[Image object location entries]
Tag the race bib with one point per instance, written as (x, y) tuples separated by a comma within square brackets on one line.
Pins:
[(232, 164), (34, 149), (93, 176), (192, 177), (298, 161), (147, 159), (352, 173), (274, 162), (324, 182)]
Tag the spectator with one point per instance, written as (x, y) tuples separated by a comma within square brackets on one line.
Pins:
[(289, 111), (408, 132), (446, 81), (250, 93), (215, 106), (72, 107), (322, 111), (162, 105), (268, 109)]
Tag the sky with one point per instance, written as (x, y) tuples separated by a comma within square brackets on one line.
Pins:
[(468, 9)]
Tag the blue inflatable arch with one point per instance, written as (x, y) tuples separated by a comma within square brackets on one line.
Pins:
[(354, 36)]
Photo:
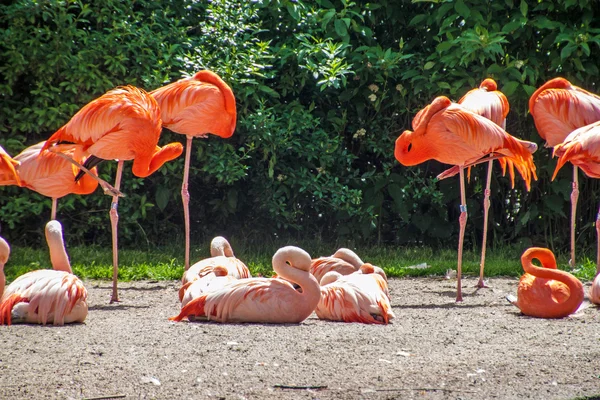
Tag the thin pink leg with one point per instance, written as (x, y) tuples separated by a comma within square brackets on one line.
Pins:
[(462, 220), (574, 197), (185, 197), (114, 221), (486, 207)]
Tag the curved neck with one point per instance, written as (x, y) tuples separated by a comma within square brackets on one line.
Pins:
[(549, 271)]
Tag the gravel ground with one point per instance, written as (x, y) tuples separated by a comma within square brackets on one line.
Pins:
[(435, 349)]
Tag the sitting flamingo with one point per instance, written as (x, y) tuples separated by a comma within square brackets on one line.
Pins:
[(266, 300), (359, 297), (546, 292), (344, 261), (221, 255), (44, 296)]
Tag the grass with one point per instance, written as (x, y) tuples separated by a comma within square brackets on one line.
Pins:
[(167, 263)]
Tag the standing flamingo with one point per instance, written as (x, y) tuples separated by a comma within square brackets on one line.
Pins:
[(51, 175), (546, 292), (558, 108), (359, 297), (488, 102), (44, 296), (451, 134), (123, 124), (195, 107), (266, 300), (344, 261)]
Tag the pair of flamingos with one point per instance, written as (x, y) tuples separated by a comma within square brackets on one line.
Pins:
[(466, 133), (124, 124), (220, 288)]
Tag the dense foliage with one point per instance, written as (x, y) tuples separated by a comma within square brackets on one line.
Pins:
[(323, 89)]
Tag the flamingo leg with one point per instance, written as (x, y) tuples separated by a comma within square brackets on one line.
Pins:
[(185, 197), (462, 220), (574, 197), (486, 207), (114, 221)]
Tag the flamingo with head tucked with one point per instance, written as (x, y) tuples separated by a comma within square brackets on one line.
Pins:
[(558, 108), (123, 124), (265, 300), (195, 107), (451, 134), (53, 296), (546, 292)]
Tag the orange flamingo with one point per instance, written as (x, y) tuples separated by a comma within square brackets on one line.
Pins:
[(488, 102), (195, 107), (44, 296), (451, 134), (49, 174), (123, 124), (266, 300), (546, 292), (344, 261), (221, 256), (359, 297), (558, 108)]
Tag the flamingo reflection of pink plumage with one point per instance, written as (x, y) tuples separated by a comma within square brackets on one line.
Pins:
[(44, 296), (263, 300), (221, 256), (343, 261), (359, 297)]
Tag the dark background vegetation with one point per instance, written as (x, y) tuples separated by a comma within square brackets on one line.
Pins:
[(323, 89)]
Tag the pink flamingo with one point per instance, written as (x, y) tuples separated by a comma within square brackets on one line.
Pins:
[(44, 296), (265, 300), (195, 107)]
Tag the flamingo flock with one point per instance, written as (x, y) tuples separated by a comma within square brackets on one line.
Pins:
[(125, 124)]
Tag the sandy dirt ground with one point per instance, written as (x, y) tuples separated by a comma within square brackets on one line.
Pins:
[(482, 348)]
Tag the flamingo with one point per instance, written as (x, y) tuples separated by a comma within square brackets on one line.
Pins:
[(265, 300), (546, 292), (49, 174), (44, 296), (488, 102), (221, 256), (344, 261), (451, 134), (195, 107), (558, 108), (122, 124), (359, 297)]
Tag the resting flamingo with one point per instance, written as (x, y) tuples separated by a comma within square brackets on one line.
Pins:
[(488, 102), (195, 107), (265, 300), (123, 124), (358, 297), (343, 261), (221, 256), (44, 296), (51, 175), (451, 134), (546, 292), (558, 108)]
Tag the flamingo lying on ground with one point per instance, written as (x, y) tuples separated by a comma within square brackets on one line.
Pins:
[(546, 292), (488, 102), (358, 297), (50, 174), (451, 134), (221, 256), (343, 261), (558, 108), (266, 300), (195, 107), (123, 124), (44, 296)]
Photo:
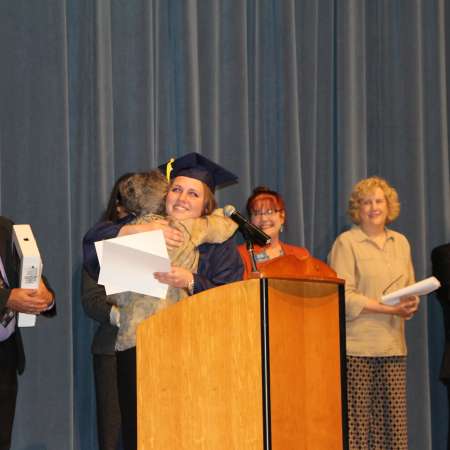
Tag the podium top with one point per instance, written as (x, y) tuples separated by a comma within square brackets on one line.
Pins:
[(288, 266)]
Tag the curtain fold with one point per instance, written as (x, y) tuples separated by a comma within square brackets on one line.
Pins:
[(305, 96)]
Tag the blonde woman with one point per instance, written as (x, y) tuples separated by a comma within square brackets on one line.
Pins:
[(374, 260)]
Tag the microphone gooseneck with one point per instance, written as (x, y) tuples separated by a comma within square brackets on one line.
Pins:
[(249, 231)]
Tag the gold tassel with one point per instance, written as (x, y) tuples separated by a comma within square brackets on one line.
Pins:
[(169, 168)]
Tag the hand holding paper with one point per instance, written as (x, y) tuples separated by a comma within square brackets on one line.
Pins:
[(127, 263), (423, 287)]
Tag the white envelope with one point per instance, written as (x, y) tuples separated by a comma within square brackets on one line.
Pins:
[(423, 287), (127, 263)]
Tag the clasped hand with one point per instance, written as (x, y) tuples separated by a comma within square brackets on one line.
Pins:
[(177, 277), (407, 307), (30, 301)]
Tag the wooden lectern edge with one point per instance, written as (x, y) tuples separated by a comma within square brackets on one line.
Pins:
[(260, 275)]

**Requirement**
Print every line of the material above word for word, omitting the pictures.

**Correct response**
Tag the race bib with one point per instance, written as (x, y) tuples separated by a comma within square brackets on one line.
Pins:
[(232, 164), (34, 149), (93, 176), (192, 177), (298, 161), (147, 159), (352, 173), (274, 162), (324, 182)]
Tag the spectator with one point per instance, written as (x, y) tuples separated by a comma within square brackets on one line.
Pins:
[(289, 111), (408, 132), (446, 81), (250, 93), (215, 106), (72, 107), (322, 111), (162, 105), (268, 109)]
Tag the sky with one point per instance, written as (x, y) tuples separated by a comma within square brackets on one line.
Pins:
[(468, 9)]
Tag the blue inflatable arch with one point per instance, written as (x, y) tuples separated by a comma within square brackets on one line.
Pins:
[(354, 36)]
Photo:
Tag the thin pink leg with one point per instance, written as (x, y) tuples separated by a comma within square brackets on one line.
Pins:
[(462, 220), (574, 197), (185, 197), (114, 221), (486, 207)]
Tag the curved neck with one point per instance, written as (x, y) tuples separated by a comma within square brackets on one line.
Pins:
[(549, 271)]
Tag the gravel ground with one point per instance, written as (x, y) tuples separated by a comma within square brackets on one line.
Pins:
[(435, 349)]
Tag the sitting flamingo with one point per instance, written as (x, y) tuples separated by a comma within square brackets on one line.
Pins:
[(266, 300), (359, 297), (546, 292), (344, 261), (221, 255), (44, 296)]
Tag the grass with one point per instance, written as (x, y) tuples separated by a comma within square brackets on one line.
Pins:
[(167, 263)]
Tag the standing flamingo with one point per instance, written as (x, y) tuples separated by a comma within square brackets on one line.
Pins:
[(51, 175), (546, 292), (558, 108), (359, 297), (488, 102), (44, 296), (451, 134), (123, 124), (195, 107), (266, 300), (344, 261)]
Tag the pair of flamingos with one point per instance, written as (x, y) tuples separated by a comma within square brackets on one line.
Pins:
[(466, 133), (124, 124), (220, 288)]
Tag the dense foliage with one point per instance, written as (x, y) tuples separated by a comma within square brackets on one line.
Pins:
[(323, 89)]
Tag the flamingo leg with one point per instance, written as (x, y) tuples separated by a comma within square brackets on one line.
Pins:
[(185, 197), (462, 220), (574, 197), (486, 207), (114, 221)]
Tag the flamingo with head tucked with one point per instance, written as (x, y) tuples separated by a comma within square brackets on one line.
Pins:
[(558, 108), (123, 124), (265, 300), (195, 107), (451, 134), (53, 296), (546, 292)]
Tag the orange flamingo with one point per instance, written as (x, y) tuples separated by a comma within square brackets on one line.
Pins:
[(488, 102), (195, 107), (44, 296), (451, 134), (49, 174), (123, 124), (266, 300), (546, 292), (344, 261), (221, 256), (359, 297), (558, 108)]
Tag the flamingo reflection of pink plumage with one point per instance, written as (x, y) tuples separated by a comma within square brackets on one line.
Pins:
[(44, 296), (263, 300), (221, 256), (343, 261), (359, 297)]
Tag the dark background vegetation with one point per instance, written as (x, y) tuples separated by a comma within square brackets on one line.
Pins:
[(323, 89)]
Tag the pink flamingo with one point per instance, written as (x, y) tuples separated by a comma within square brackets on one line.
Pins:
[(44, 296), (265, 300), (195, 107)]
Tag the flamingo flock with one point per instance, written as (x, y) tuples separated by a comma within square brackets on one line.
Pins:
[(125, 124)]
Tag the sandy dirt ground with one point per instance, written as (x, y) tuples separated by a comma within square brackets on one line.
Pins:
[(482, 348)]
Tag the flamingo with one point per instance, written as (x, y) tuples separated by a comma within square brackets on one line.
Pins:
[(265, 300), (546, 292), (49, 174), (44, 296), (488, 102), (221, 256), (344, 261), (451, 134), (195, 107), (558, 108), (122, 124), (359, 297)]
Tag the resting flamingo with one point per instance, written as (x, y) tuples separated by a comma within square brackets on one line.
Pins:
[(488, 102), (195, 107), (265, 300), (123, 124), (358, 297), (343, 261), (221, 256), (44, 296), (51, 175), (451, 134), (546, 292), (558, 108)]
Tag the flamingo lying on ground with one point per instance, written as (x, y) tuples separated by a comma within square brackets on one line.
Pins:
[(546, 292), (488, 102), (358, 297), (50, 174), (451, 134), (221, 256), (343, 261), (558, 108), (266, 300), (195, 107), (123, 124), (44, 296)]
Photo:
Tag the podium top with one point per instance, written as (x, y) tuples separated by a comma within square brackets on one line.
Pins:
[(288, 266)]
Tag the curtain fold with one point per instance, written as (x, y) tuples separated by a comma within square brackets on one line.
Pins:
[(305, 96)]
Tag the blonde woman with one point per instance, written as (x, y) tuples separated by a comma within square brackets on one line.
Pins:
[(374, 260)]
Tag the microphone gooseneck with one point per instance, written as (x, y) tuples separated by a comma within square brackets on one line.
Pins:
[(249, 231)]
Tag the gold tassel with one point per instance, written as (x, y) tuples separated by a comma within square brackets on one line.
Pins:
[(169, 168)]
Tag the hand holding paper with one point per instance, written as (x, y) tuples separated by a comma within square brackets on one line.
Pins:
[(127, 263), (423, 287)]
Tag the white envelope with one point per instance, written as (x, y) tuples separated by a comma within square brackets on one line.
Pins:
[(423, 287), (127, 263)]
Tag the clasped hand with one point per instance, written as (x, y) tuples separated by a comma within square brackets on one line.
Pins:
[(177, 277), (407, 307), (30, 301)]
Tag the wooden lectern edge with one point per instance, written as (x, y) tuples separated by a comma within square brackets on one line.
Pins:
[(260, 275)]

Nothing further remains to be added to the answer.